YOUR TASK:
Beginning at the line containing "Q: Place a marker on the crane", output every line to the end of the data below exactly as it appears.

Records from a data collection:
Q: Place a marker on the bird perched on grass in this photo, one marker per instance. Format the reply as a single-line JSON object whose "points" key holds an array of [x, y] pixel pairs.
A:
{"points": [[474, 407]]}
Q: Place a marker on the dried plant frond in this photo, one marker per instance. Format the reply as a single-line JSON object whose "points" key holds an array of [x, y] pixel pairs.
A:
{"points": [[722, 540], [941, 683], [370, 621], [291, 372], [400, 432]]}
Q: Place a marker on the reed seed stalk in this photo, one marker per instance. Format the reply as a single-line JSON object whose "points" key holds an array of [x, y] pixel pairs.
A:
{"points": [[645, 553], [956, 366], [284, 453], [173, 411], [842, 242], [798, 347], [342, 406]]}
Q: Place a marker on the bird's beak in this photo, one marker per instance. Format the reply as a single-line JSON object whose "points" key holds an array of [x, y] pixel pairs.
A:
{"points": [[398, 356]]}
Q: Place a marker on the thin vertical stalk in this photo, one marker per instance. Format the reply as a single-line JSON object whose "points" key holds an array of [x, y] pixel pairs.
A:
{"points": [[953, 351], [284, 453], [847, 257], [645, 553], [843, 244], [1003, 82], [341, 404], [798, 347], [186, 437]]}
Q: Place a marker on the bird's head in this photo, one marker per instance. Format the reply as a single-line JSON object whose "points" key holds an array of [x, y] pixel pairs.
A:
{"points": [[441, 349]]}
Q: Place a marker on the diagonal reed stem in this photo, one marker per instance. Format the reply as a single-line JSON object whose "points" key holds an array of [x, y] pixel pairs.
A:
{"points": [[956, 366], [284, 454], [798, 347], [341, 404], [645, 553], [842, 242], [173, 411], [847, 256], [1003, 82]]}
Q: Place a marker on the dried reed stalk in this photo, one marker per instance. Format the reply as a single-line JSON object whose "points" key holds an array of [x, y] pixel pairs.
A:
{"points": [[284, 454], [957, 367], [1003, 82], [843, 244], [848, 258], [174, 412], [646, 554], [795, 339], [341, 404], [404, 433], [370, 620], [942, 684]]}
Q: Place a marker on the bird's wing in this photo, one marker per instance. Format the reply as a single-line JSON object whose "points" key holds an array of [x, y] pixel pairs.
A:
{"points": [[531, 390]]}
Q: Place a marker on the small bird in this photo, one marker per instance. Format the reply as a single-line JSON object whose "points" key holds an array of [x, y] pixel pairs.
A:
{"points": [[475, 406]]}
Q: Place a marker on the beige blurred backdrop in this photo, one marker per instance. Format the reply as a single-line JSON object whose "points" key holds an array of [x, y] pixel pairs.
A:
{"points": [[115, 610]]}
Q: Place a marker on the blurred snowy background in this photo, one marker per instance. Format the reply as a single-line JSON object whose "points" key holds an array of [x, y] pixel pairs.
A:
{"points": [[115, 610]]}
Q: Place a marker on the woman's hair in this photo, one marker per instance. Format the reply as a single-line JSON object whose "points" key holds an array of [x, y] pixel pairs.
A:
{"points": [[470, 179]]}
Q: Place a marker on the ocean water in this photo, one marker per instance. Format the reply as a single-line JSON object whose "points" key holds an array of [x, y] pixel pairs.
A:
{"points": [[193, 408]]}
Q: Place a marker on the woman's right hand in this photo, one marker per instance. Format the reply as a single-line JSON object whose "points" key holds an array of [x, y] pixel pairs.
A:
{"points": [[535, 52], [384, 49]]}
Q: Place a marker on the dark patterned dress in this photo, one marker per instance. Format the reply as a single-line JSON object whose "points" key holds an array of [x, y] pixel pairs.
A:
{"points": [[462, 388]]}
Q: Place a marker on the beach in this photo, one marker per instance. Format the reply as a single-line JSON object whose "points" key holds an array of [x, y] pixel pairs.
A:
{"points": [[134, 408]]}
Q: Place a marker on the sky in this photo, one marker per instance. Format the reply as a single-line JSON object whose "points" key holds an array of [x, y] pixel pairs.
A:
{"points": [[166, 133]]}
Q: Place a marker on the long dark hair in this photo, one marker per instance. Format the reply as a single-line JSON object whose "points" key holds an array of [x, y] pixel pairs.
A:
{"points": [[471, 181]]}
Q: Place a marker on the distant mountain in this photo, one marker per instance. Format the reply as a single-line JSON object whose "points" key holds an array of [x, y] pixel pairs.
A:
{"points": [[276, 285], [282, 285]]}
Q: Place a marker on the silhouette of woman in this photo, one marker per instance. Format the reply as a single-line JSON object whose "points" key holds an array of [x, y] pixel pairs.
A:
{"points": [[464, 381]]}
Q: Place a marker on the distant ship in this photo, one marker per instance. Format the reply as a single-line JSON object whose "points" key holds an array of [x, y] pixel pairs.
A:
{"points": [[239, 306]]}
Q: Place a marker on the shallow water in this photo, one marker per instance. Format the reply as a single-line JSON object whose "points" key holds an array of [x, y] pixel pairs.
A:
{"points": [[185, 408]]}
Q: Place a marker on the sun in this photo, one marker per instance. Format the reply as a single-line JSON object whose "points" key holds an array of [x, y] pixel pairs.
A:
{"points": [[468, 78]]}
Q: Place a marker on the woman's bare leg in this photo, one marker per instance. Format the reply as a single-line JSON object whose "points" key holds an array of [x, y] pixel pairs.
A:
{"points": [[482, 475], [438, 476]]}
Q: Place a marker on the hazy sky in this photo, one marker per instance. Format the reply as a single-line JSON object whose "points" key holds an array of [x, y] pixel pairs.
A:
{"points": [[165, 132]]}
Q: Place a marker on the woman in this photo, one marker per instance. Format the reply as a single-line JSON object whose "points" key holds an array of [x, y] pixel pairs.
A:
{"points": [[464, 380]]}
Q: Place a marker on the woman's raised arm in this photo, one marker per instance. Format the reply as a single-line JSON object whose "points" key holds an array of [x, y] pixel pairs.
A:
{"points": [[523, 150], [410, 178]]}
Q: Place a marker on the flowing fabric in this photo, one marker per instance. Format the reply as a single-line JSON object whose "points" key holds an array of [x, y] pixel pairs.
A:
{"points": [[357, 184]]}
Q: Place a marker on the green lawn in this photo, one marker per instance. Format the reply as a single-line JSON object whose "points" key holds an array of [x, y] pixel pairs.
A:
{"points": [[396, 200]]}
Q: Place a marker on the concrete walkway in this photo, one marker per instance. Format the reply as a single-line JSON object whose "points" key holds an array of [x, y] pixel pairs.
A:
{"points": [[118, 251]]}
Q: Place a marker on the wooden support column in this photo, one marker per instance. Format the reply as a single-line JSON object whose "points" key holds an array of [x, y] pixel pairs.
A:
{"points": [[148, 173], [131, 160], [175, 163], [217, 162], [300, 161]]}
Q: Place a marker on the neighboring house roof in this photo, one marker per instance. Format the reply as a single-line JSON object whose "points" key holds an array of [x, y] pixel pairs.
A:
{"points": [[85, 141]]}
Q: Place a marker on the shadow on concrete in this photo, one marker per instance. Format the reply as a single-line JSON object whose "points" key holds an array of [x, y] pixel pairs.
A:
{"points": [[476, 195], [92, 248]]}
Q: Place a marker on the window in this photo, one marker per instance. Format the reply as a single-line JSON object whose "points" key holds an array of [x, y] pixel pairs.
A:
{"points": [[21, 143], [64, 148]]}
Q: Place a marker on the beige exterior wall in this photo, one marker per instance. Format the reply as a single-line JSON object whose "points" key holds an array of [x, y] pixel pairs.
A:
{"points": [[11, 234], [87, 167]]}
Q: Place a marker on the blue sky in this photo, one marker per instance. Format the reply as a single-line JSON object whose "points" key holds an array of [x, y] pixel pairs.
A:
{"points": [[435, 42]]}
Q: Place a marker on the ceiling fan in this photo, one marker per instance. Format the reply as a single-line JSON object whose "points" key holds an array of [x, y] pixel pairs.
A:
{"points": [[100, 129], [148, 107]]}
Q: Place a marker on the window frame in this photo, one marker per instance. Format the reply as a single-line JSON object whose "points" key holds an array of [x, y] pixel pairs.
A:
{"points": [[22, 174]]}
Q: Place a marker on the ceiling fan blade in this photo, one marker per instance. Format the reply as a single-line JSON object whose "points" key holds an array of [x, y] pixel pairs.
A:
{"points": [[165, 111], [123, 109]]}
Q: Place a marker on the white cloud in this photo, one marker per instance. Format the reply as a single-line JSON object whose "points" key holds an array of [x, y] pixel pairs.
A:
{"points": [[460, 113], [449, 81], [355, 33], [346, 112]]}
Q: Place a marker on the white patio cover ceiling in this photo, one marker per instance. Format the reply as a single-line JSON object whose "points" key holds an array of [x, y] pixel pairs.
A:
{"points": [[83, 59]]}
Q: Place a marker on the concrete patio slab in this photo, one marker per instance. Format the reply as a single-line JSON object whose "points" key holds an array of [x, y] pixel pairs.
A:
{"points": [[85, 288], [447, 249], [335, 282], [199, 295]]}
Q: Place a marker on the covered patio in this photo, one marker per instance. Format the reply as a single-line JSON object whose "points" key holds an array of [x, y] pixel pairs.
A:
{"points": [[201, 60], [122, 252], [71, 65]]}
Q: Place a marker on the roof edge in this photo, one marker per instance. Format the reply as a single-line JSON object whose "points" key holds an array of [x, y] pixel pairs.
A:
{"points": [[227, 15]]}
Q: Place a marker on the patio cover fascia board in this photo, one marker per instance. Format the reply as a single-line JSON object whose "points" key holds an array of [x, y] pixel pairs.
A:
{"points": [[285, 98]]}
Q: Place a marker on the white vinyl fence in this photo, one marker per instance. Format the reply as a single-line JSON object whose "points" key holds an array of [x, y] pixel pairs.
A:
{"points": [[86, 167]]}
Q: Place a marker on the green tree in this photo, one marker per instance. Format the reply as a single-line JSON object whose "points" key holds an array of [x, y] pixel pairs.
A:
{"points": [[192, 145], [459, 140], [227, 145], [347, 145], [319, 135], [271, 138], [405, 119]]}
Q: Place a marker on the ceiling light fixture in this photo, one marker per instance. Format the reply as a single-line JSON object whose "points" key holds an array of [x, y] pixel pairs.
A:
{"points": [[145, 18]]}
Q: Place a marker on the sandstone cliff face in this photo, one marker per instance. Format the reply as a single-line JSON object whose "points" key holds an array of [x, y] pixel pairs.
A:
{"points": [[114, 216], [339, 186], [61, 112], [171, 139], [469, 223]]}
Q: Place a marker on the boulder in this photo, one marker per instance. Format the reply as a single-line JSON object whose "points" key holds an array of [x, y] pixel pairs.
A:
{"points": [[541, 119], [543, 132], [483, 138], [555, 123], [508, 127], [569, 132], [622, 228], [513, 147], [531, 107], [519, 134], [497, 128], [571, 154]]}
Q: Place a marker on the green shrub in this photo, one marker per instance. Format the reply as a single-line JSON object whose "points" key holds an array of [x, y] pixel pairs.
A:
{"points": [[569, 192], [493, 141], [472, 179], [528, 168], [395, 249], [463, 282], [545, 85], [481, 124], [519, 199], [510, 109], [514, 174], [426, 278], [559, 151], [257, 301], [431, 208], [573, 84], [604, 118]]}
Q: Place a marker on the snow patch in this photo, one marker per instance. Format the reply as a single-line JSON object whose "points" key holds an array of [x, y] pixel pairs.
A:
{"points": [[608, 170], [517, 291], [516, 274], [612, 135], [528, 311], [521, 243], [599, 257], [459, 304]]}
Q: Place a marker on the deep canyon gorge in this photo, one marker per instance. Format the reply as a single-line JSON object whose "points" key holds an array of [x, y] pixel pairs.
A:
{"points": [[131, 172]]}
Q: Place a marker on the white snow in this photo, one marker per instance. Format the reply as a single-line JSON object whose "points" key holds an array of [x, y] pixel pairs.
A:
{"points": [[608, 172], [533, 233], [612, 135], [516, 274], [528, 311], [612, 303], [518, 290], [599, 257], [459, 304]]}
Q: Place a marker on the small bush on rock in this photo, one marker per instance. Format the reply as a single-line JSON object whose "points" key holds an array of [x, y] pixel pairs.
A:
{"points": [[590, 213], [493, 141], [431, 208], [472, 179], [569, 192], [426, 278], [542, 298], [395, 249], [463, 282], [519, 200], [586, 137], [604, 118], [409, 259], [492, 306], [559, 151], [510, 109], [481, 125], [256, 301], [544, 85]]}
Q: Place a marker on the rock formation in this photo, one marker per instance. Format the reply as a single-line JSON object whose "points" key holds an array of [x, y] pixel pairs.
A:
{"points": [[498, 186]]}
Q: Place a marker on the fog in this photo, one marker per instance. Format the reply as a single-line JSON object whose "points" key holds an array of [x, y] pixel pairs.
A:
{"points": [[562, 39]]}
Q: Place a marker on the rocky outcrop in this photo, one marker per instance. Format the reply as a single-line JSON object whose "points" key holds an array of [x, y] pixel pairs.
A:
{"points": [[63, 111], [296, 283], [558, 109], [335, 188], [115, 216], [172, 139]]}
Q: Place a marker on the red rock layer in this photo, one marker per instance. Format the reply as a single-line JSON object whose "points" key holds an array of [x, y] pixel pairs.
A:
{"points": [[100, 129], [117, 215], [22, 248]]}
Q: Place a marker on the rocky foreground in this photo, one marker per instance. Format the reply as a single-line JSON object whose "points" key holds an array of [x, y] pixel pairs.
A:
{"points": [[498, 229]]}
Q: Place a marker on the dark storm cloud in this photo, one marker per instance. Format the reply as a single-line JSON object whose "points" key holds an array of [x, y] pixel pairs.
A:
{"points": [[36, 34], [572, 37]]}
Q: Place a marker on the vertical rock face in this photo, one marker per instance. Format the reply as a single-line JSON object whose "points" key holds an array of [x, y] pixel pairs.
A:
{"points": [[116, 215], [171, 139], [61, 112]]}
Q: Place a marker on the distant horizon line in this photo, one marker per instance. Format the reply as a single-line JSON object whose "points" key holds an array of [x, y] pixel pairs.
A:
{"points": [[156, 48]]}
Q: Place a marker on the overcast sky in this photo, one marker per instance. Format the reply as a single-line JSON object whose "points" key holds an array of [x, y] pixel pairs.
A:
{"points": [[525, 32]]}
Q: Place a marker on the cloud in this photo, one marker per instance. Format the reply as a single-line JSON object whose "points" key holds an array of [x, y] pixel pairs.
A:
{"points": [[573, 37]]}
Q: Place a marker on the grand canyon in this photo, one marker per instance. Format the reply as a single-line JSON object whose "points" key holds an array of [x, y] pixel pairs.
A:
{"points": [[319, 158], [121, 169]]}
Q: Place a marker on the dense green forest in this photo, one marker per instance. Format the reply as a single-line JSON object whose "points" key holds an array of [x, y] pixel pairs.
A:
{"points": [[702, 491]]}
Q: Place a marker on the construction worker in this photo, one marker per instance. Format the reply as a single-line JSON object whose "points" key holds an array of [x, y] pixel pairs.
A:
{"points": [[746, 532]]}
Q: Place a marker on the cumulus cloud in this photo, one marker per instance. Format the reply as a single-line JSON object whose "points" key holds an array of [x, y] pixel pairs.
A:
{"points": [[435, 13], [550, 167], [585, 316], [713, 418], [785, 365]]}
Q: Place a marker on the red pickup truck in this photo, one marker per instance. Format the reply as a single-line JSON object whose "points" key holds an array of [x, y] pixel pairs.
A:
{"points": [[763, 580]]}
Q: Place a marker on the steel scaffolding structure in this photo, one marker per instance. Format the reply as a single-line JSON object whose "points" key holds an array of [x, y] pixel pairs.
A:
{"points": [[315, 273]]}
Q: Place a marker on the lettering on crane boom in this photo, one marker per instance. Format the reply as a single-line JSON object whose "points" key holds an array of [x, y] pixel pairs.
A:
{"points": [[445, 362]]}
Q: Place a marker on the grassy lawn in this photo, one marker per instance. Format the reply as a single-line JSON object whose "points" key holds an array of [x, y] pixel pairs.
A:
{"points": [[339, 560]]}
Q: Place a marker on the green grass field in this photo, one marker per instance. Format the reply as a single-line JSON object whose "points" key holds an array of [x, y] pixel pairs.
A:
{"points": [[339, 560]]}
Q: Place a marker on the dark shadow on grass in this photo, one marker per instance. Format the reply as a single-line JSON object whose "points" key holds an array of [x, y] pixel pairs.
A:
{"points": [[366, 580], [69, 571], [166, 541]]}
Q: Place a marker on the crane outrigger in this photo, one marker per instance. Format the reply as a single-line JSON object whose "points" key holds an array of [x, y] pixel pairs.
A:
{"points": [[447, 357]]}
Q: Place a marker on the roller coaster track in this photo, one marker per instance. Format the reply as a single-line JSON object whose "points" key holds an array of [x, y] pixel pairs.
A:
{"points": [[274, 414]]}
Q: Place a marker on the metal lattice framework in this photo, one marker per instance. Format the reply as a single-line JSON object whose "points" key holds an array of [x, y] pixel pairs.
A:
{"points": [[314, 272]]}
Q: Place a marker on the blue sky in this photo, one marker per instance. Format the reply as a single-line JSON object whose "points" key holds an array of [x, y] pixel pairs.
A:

COMPLETE OUTPUT:
Q: Place a marker on the crane outrigger in this photo, one marker per instance. Format the reply as a single-line JSON object whose "points" key holds an array of [x, y] pixel pairs.
A:
{"points": [[447, 357]]}
Q: Place a marker on the roller coaster track in this photo, one marker per instance. Format the reply as a single-line JSON object whose "points" key holds an array of [x, y] pixel pairs.
A:
{"points": [[274, 414]]}
Q: Place a marker on the metal lattice framework in this photo, one marker per instance. Format the reply as a single-line JSON object whose "points" key holds an array of [x, y] pixel pairs.
A:
{"points": [[314, 272]]}
Q: Place a marker on the blue sky in this photo, one marker per instance. Format the reply as a single-line JSON object whose "points" key holds an array of [x, y] pixel pairs.
A:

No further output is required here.